**Written problem**. Reproduce the records below exactly, leaving out any pictures.

(Stored items from a collection)
*****

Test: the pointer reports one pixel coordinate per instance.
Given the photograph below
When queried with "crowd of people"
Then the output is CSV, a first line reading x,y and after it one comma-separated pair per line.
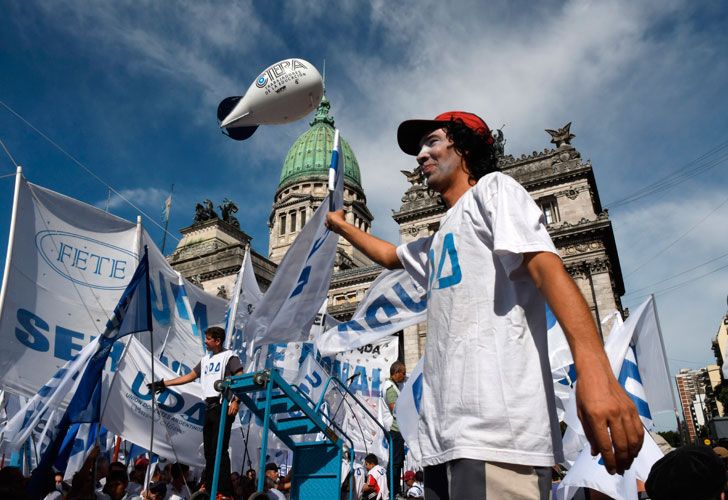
x,y
100,479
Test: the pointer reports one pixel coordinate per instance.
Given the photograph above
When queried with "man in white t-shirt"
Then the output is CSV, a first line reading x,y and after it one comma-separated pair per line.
x,y
390,392
488,419
375,487
217,364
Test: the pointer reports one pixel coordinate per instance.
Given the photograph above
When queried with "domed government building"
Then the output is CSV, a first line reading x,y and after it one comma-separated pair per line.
x,y
562,184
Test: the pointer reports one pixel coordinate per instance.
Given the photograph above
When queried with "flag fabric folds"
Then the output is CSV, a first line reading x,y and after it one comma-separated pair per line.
x,y
245,299
179,410
70,262
131,315
407,410
621,347
393,302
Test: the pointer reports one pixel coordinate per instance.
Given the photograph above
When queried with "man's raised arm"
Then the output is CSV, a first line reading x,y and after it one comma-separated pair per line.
x,y
380,251
609,417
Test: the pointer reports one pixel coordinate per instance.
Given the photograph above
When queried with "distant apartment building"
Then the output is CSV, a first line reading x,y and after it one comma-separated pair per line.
x,y
692,395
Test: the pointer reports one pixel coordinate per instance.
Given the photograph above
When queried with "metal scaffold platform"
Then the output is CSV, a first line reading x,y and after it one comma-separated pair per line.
x,y
290,414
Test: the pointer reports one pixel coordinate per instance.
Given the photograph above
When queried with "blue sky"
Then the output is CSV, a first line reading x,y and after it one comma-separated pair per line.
x,y
130,89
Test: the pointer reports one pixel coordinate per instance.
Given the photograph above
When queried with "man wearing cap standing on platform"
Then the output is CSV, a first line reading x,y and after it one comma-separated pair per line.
x,y
488,418
216,365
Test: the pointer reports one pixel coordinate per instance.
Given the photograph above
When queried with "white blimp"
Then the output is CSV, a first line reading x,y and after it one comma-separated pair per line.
x,y
284,92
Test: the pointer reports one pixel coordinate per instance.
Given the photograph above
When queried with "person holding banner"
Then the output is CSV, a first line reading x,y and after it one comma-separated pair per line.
x,y
390,392
487,408
217,364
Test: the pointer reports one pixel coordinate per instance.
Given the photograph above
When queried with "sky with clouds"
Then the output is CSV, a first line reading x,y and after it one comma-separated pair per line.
x,y
130,89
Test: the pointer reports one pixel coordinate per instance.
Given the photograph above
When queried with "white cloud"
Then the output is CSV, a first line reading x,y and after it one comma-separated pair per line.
x,y
143,198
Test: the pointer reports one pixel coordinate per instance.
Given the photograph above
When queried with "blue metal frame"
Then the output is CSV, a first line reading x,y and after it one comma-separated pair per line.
x,y
295,400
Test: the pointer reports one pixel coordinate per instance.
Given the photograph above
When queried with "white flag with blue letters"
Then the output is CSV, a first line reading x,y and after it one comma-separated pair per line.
x,y
289,306
179,410
70,263
393,302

*****

**Exercise output**.
Test: the pointer reports one pixel coordinate per instance.
Given the photograph below
When queried with "crowd of people"
Then the output is CSV, a first line reading x,y and after it one comma-separated pair per line.
x,y
100,479
Test: the pointer reports one pixel coordinate per instance.
Given the photograph above
When queried with "man in white t-shirt"
Then the output is CSV, a first line reading x,y and after it one comma-separated pair per line.
x,y
390,392
488,419
375,487
217,364
Test: the pointer reports one pixel coordinate per instance.
Given the photograph above
When queried with "domed government building"
Then the output is CSV, a first line reading x,y and after it one comma-separated pair per line.
x,y
562,184
Test: the pointer reports one pixel coordinate per instance.
Given the photograph above
When queried with "flag fabric folds"
Then the output is CSV, a first line reading x,y and after it one comma-separated pair per line.
x,y
245,299
179,410
70,262
131,315
407,410
621,347
393,302
Test: the pointer reports one pixel coordinate per instance.
Given the photograph above
When queried with "man's raised arm"
Then the output is CSV, a first line reading x,y and after it one comma-separated pair per line.
x,y
380,251
609,417
Test: the pointer reports one pixel coordinate per instance.
Given the photograph above
When queried with "distant apartment building"
Then the output is CSV, a first line reading x,y and after it one comma-separated pair per line.
x,y
692,395
Test: the pointer reports one pixel coordinate per instance.
Given the photograph above
When queried with "metal scaffold platform"
Then the output is CSV, a first line reading x,y and after it one comma-separated pair per line.
x,y
290,414
Test: the pointer reports one pixel coordinate per instance.
Given the photograph above
When queried with "blue sky"
Then the output is CSV, a first line reading x,y and after it one comma-separated pair per line.
x,y
130,89
Test: the pointer reports one pixel coordinate per instance.
Given the photograph above
When queried with "man wearing cap standing on platform"
Then the output is CSV, a first line reading x,y and after it one comma-separated pair per line.
x,y
488,418
216,365
Test: the pointer reports one pixel coordinate per instance.
Given the photograph above
When queried with "white blimp"
Then the output is CSV, a first line reading x,y and after it one comma-separated pair per line.
x,y
284,92
Test: the pointer reports one pixel coordinate per instance.
Given the photograph above
When queried with "person holding banner"
Then the output is CSV, a first line reading x,y and after it one comma-separated pair per line.
x,y
390,392
487,408
217,364
Test: the pointer reports one pixel coordinate per instance.
Given the photograph above
When queried with "sky with clouds"
Then the output is CSV, a first line reading x,y and after it one comma-separated pair per line.
x,y
130,89
Test: the pointer reports one pixel coordinate per instance.
Given the photograph above
When queried with "white cloud"
Then the output is CSV, a first line reading x,y and after it one comma-separated pair per line.
x,y
143,198
Test: the pointer reports one pixel coordinate per instance.
Given the photograph above
When queried with "blue metal frame"
Then the output is CSV, a first line reading x,y and after it one comma-separated pair per line.
x,y
295,400
Test: the pointer reports one pixel coordinate per instance.
Given the photograph above
When queried with "white flag with blue letters"
Then the output is CSV, a first line reading x,y and after it one comma-separated pair per line.
x,y
289,306
179,410
70,263
393,302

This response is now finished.